-- Location identification entries --
══════════════════════════════
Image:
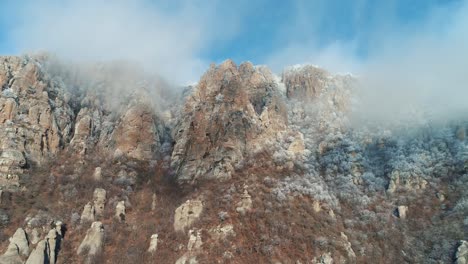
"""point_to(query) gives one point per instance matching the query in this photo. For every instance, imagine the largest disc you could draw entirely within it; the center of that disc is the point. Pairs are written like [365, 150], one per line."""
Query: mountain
[106, 163]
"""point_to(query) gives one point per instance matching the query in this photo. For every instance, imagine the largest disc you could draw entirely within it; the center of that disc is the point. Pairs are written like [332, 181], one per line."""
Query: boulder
[231, 114]
[222, 232]
[97, 175]
[120, 211]
[99, 198]
[40, 255]
[94, 240]
[20, 239]
[245, 203]
[153, 243]
[461, 255]
[53, 244]
[186, 214]
[88, 213]
[402, 211]
[11, 255]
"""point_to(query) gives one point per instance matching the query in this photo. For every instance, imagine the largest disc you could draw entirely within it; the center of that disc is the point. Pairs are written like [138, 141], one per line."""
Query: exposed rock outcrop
[222, 232]
[120, 211]
[231, 114]
[245, 203]
[20, 239]
[11, 256]
[153, 243]
[462, 253]
[402, 210]
[99, 198]
[87, 216]
[94, 240]
[40, 254]
[193, 248]
[186, 214]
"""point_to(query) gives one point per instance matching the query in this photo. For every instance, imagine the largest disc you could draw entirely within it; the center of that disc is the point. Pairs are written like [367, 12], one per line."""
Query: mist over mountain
[121, 143]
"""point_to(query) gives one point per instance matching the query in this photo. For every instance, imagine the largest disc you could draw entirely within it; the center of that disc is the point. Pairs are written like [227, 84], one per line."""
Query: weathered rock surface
[462, 253]
[94, 240]
[53, 244]
[402, 210]
[120, 211]
[40, 254]
[99, 198]
[19, 246]
[222, 232]
[11, 256]
[20, 239]
[186, 214]
[153, 243]
[193, 248]
[88, 213]
[245, 203]
[231, 114]
[46, 107]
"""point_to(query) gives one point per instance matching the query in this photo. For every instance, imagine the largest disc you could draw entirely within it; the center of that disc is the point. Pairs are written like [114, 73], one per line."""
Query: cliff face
[233, 113]
[43, 113]
[107, 164]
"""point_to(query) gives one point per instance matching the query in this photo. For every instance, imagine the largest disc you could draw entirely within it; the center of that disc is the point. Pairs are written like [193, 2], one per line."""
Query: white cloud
[167, 38]
[421, 68]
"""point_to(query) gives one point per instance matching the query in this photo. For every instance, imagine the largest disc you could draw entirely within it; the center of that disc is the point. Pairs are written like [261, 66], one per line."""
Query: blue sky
[188, 35]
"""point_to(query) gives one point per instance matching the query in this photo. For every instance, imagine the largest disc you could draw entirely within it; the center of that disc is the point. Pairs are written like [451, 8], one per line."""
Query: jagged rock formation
[233, 114]
[273, 170]
[120, 211]
[21, 241]
[93, 241]
[462, 253]
[99, 198]
[41, 114]
[40, 254]
[186, 214]
[153, 243]
[88, 213]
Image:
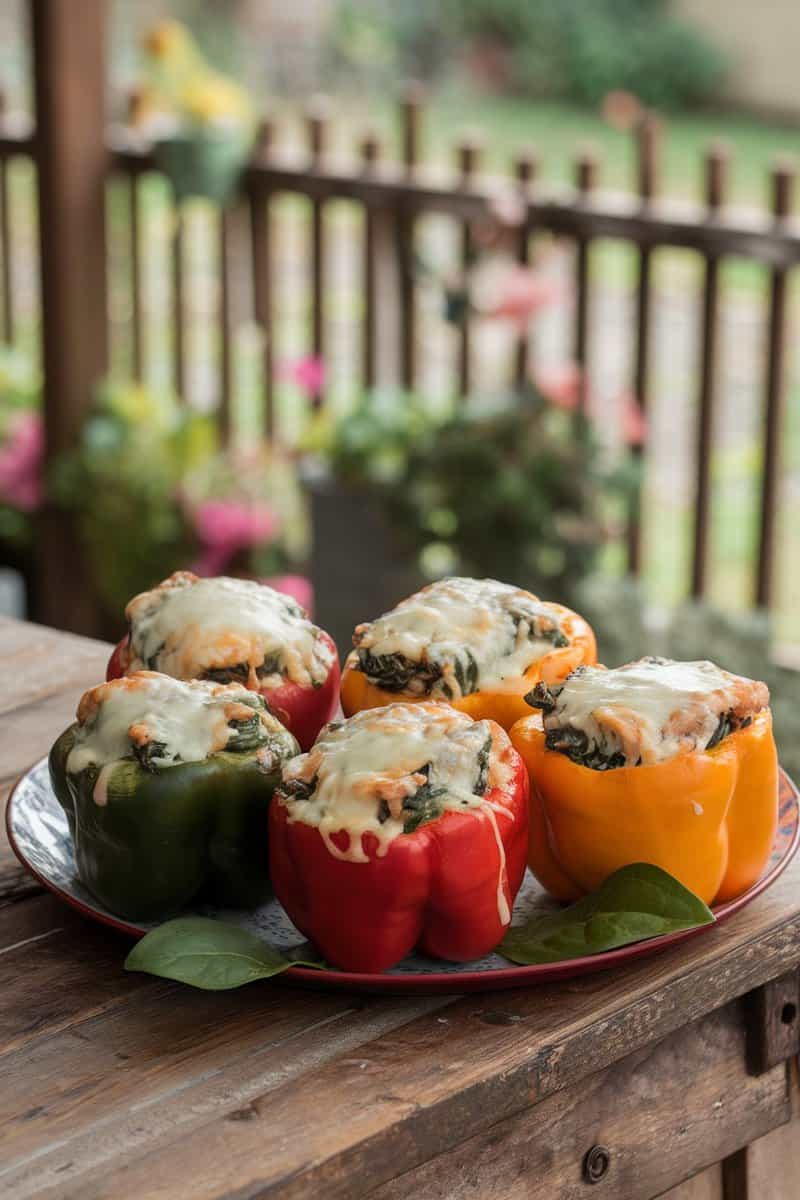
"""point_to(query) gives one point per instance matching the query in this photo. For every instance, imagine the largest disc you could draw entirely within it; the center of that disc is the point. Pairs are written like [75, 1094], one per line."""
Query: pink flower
[235, 523]
[307, 373]
[20, 463]
[521, 294]
[635, 423]
[226, 527]
[561, 385]
[295, 586]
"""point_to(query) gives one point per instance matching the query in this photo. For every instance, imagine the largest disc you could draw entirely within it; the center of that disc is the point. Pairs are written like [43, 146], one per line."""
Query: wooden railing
[395, 195]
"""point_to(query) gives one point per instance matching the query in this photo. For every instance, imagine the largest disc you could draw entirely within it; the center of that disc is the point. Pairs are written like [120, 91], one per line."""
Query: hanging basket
[205, 163]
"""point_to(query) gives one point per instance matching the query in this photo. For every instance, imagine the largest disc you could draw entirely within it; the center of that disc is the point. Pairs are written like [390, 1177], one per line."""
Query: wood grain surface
[118, 1085]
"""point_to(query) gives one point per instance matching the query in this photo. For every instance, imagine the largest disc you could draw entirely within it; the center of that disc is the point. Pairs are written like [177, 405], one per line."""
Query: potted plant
[200, 123]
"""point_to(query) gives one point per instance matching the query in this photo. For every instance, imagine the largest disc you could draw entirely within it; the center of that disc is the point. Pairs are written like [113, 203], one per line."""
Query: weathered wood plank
[774, 1023]
[38, 663]
[774, 1161]
[56, 969]
[641, 1123]
[168, 1069]
[441, 1080]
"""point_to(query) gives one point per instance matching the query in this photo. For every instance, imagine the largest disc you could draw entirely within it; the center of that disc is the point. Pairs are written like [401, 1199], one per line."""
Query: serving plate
[38, 835]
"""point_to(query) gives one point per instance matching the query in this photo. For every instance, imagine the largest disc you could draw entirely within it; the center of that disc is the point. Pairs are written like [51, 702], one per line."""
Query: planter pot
[204, 165]
[358, 568]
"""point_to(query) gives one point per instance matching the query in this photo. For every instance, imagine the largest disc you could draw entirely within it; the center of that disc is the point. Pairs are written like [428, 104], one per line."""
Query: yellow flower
[212, 99]
[170, 42]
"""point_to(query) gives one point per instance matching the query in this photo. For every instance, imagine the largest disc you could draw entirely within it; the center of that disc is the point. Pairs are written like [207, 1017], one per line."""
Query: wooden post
[71, 161]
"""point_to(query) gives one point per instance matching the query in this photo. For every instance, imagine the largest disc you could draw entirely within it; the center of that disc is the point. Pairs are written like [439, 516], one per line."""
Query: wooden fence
[394, 196]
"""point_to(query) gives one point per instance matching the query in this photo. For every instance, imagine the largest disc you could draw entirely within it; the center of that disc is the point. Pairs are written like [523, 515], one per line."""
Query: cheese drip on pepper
[163, 721]
[645, 712]
[389, 771]
[465, 635]
[188, 627]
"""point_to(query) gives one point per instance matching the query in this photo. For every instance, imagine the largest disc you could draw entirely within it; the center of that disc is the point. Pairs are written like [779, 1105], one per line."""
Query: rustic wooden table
[674, 1073]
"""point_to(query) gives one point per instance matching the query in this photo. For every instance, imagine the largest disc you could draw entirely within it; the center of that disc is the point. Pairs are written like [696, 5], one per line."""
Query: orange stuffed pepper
[476, 645]
[662, 762]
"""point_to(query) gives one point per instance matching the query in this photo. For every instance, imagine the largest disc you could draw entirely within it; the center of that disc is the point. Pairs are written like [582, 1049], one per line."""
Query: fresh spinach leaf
[210, 954]
[633, 904]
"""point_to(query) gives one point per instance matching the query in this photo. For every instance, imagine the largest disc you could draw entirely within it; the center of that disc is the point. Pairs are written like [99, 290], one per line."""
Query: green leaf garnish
[636, 903]
[211, 954]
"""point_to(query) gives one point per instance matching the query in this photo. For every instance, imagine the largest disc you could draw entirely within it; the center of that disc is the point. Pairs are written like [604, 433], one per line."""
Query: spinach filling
[248, 733]
[577, 745]
[427, 803]
[395, 672]
[240, 671]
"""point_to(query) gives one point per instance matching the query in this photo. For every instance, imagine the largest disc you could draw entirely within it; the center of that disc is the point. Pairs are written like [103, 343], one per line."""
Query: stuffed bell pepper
[403, 827]
[167, 786]
[662, 762]
[475, 643]
[235, 631]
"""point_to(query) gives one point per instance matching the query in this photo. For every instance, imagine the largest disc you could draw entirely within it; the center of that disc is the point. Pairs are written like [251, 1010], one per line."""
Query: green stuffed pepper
[167, 786]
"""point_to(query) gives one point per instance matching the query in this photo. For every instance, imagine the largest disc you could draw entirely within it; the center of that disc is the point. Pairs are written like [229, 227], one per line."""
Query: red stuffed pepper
[232, 630]
[403, 827]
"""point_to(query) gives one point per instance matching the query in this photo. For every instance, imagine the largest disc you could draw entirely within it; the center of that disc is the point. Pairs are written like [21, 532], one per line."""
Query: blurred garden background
[492, 287]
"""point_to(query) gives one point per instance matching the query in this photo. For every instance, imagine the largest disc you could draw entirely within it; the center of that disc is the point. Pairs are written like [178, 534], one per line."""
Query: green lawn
[558, 130]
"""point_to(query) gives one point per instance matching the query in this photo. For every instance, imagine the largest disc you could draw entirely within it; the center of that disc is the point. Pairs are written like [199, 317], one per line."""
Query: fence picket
[179, 318]
[782, 189]
[370, 159]
[647, 163]
[469, 154]
[411, 120]
[525, 167]
[317, 121]
[716, 165]
[585, 178]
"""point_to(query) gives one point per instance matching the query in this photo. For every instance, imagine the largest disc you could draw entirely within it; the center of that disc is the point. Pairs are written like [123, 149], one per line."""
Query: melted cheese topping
[364, 768]
[653, 709]
[186, 627]
[187, 721]
[498, 624]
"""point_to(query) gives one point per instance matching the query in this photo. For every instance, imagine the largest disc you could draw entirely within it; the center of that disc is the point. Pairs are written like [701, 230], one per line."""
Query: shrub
[578, 49]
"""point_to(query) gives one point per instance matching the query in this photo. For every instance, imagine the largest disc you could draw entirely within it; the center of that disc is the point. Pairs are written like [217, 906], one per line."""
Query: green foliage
[210, 954]
[20, 387]
[122, 485]
[627, 628]
[518, 491]
[633, 904]
[20, 384]
[579, 49]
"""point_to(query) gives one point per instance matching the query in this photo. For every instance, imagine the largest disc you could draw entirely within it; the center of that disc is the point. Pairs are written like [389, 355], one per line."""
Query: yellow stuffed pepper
[662, 762]
[476, 645]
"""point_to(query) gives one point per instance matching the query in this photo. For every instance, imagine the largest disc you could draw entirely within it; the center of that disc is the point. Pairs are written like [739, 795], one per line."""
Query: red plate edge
[516, 976]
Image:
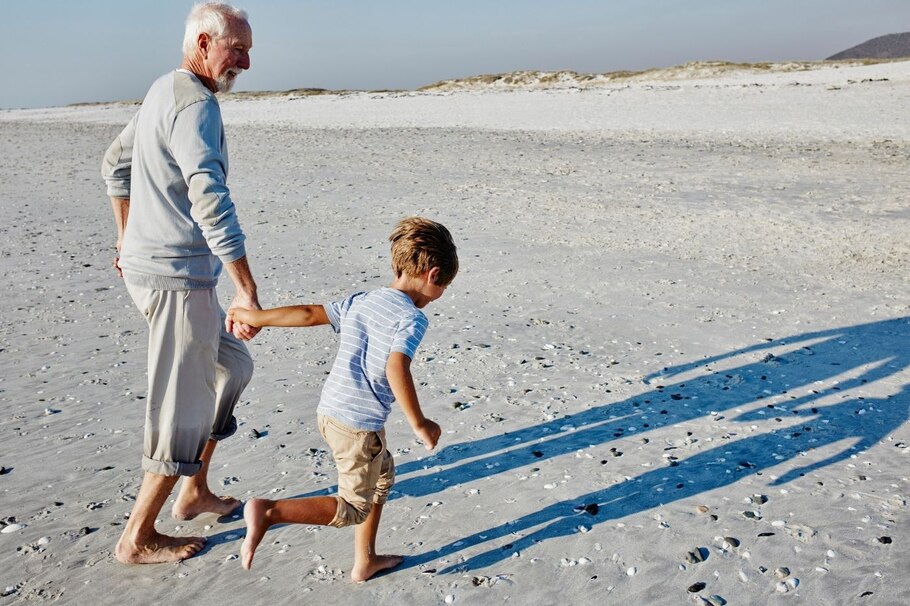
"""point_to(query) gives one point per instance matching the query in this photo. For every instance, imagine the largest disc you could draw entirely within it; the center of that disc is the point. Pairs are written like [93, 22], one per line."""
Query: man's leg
[179, 335]
[195, 496]
[140, 543]
[233, 373]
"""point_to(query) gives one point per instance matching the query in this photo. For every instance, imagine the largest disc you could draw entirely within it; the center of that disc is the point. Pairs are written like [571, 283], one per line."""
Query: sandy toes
[186, 509]
[160, 549]
[256, 525]
[359, 574]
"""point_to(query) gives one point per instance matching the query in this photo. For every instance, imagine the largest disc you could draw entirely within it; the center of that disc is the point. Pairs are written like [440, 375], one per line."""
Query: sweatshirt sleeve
[116, 167]
[196, 143]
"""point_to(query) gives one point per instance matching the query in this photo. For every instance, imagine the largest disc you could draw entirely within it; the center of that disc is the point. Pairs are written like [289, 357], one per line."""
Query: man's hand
[241, 330]
[428, 432]
[117, 260]
[246, 298]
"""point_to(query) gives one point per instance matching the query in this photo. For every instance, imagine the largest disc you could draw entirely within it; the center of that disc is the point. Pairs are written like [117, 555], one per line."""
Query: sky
[57, 52]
══════════════════════════════
Leave out the pictures, and extract exactly the lines from the one with "[389, 355], one" through the end of the records, both ends included.

"""point_to(query) gives one point per instance matching the query in this photo. For every instance, imagine the largest disc you could draw entirely within it; the center of that disc is the point. Pairs are written like [389, 355], one per line."""
Query: yellow stuffed pepper
[662, 762]
[476, 645]
"""point_to(query) gives one point per instance matching the query in this photo. For every instance, imagine the largest disc you could draw entirely within it; the center of that disc is the point. Pairs are written like [739, 795], one per line."""
Query: red plate edge
[516, 976]
Image:
"""point_to(query) gives one point per instance matching the query in this photo. For every instance, imagine the largest disc you could draw entirely within it; the center of that disc is the point. Pairs are written like [93, 22], one per line."""
Query: man's leg
[179, 335]
[195, 496]
[140, 543]
[233, 373]
"""point_to(query) gives one point per instance matching the query in this photo. For every instance, imagine the largest disc you could draw entirely within it; the center of that disc is the point. Pairs are written like [571, 283], one per line."""
Query: sandy toes
[186, 509]
[160, 549]
[256, 525]
[359, 574]
"""point_to(query) gives one point per instance matching the query in this photo. For every instance, imagine the largest disc you could draw entirely within it; the center of that disc is the point. Pairs are written like [440, 375], one per line."""
Query: sweatshirt sleeve
[116, 167]
[196, 143]
"""point_to(query) gives one point per instance matching the query in this photo. For every instance, imagine the largest disc you could draw entirely within it; the center of that disc is the point. Pairs are written like [289, 357], one per line."""
Query: man's hand
[241, 330]
[428, 432]
[117, 260]
[246, 298]
"""point_to(query) gives one point per instance matching the query in this photo. For every instance, imagine the largest disc you could draw entirely within it; the center of that disc is the point. Pairs are written like [117, 555], one per line."""
Query: sky
[57, 52]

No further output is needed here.